Records to process:
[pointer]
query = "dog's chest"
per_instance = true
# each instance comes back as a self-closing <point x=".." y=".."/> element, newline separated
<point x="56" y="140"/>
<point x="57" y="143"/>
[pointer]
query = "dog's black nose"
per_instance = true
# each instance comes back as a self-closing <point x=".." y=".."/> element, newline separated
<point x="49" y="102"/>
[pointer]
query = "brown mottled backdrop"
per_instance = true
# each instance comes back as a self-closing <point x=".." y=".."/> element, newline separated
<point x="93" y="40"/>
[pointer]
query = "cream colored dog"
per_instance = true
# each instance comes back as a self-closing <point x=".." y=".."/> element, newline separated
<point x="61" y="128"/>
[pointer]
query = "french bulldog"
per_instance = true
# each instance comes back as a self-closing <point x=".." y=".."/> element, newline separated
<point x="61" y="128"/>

Given problem:
Print every one of the records above again, line for line and with no changes.

Result of the exercise:
[pointer]
query = "dog's chest"
per_instance = true
# each instance comes back as a self-closing <point x=".." y=".."/> element, newline separated
<point x="56" y="140"/>
<point x="57" y="143"/>
[pointer]
query = "dog's black nose"
per_instance = true
# each instance comes back as a self-closing <point x=".." y=".."/> element, newline separated
<point x="49" y="102"/>
[pointer]
query = "brown mottled backdrop"
per_instance = true
# each instance comes back as a self-closing <point x=".." y=".."/> element, newline separated
<point x="93" y="40"/>
[pointer]
query = "cream colored dog"
per_instance = true
# each instance comes back as a self-closing <point x=".." y=".."/> element, newline separated
<point x="61" y="128"/>
[pointer]
query = "french bulldog"
per_instance = true
# each instance comes back as a self-closing <point x=".." y=".."/> element, newline separated
<point x="61" y="128"/>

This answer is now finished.